[[ DATA SUPPLIED, beginning ]]

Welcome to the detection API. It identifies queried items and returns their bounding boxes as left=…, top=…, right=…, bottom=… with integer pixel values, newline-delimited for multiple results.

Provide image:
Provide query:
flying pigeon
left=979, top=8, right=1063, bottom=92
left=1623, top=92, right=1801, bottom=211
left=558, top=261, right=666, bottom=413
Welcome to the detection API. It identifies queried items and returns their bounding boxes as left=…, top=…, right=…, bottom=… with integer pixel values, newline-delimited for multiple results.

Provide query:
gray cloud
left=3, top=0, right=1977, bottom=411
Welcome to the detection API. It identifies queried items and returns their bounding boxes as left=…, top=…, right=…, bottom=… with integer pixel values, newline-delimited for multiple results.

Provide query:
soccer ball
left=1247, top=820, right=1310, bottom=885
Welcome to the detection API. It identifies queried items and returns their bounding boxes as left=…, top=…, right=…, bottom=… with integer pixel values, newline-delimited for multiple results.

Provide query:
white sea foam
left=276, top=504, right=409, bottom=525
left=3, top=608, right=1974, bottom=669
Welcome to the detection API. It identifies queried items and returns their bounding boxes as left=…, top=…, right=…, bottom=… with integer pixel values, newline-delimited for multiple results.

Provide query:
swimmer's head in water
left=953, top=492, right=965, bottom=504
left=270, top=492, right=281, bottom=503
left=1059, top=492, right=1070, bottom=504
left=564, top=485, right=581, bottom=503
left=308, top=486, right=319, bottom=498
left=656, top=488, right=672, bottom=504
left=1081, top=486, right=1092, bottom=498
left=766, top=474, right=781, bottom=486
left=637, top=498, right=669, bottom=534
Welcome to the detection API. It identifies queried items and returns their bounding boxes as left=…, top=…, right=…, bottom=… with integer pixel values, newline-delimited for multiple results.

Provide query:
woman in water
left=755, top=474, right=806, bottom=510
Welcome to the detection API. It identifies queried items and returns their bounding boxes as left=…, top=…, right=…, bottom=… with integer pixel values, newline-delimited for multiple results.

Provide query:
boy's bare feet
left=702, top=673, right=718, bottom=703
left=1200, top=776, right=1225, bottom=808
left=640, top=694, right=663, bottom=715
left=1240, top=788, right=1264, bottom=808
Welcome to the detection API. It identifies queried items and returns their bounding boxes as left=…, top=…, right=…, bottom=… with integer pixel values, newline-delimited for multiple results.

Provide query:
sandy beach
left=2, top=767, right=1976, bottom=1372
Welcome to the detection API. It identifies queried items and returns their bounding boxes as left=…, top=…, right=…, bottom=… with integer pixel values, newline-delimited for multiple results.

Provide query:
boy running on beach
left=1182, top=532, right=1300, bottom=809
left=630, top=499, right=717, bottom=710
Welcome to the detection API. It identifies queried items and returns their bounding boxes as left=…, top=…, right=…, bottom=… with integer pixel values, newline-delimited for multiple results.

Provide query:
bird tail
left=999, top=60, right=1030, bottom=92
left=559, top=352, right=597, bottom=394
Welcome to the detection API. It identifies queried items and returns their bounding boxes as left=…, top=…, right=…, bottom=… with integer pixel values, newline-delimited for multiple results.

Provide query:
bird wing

[[ DATA SUPPLIED, end ]]

TASK TO COMPLETE: Repeat back all of the material, character for character.

ANSWER TO THIS TASK:
Welcome to the detection API. It identifies queried items and returns their bounding boxes as left=…, top=…, right=…, bottom=… with integer pixel values, newline-delimited for multiple results.

Provide image:
Provide query:
flying pigeon
left=979, top=8, right=1063, bottom=92
left=1623, top=92, right=1801, bottom=211
left=558, top=261, right=666, bottom=413
Welcome to the detection API. It identifies queried items and returns their bounding boxes as left=…, top=…, right=…, bottom=… with integer pixel values, newline-delimited for multiple results.

Provide query:
gray cloud
left=3, top=0, right=1977, bottom=411
Welcome to the detection API. It identifies queried items and returns their bounding boxes as left=…, top=…, right=…, bottom=… with integer pixel values, newline-delimited for multiple results.

Provide query:
soccer ball
left=1247, top=820, right=1310, bottom=885
Welcome to the detection API. It identifies queried items and returns their bounding boxes as left=…, top=…, right=…, bottom=… with integer pixel values, newline-delimited for multiple results.

Provide query:
white sea foam
left=276, top=504, right=409, bottom=525
left=3, top=608, right=1974, bottom=669
Welcome to the detection API. It identifies queried items and returns their bounding boxes as left=…, top=…, right=…, bottom=… with integer pixel values, newline-delimited for multiple results.

Provide query:
swimmer's head in water
left=953, top=492, right=965, bottom=504
left=270, top=492, right=281, bottom=503
left=1059, top=492, right=1070, bottom=504
left=564, top=485, right=581, bottom=503
left=308, top=486, right=319, bottom=498
left=656, top=488, right=672, bottom=504
left=1081, top=486, right=1092, bottom=498
left=766, top=474, right=781, bottom=486
left=637, top=498, right=669, bottom=534
Welcome to the detection API. It identifies queried items and returns their bounding boxes as left=…, top=…, right=…, bottom=… with integer pixel values, newline-delimited for multiple results.

Provide query:
woman in water
left=755, top=474, right=806, bottom=510
Welcome to the detection API. It identifies queried items and returns their bounding boxes as left=…, top=…, right=…, bottom=… with integer pixel values, newline-delimited for multiple results.

Provide query:
boy's bare feet
left=702, top=673, right=718, bottom=703
left=1200, top=776, right=1225, bottom=808
left=640, top=694, right=663, bottom=715
left=1240, top=788, right=1264, bottom=808
Welcome to the detection API. It identifies queried items and returns their bounding boxes as left=…, top=…, right=…, bottom=… with integer pixel values, newline-delimited for multiple results.

Provide query:
sandy beach
left=2, top=767, right=1976, bottom=1372
Welcome to the detection API. It identifies queried items and returns their bounding boxes as left=…, top=…, right=…, bottom=… with integer pixel values, newline-delimited for multiple results.

Provide query:
boy running on beach
left=1182, top=532, right=1300, bottom=809
left=630, top=499, right=717, bottom=710
Welcome to the detection API. It identifies queried items and returns their bounding boxes as left=…, top=…, right=…, bottom=… with integer pixel values, newline-delimited for multiple results.

Provide query:
bird tail
left=999, top=60, right=1030, bottom=92
left=559, top=352, right=597, bottom=394
Welcome to the detection API. It identifies queried items and returns their bounding boxes as left=…, top=…, right=…, bottom=… with integer pixel values, newline-delimited for multiple results.

Provide query:
bird wing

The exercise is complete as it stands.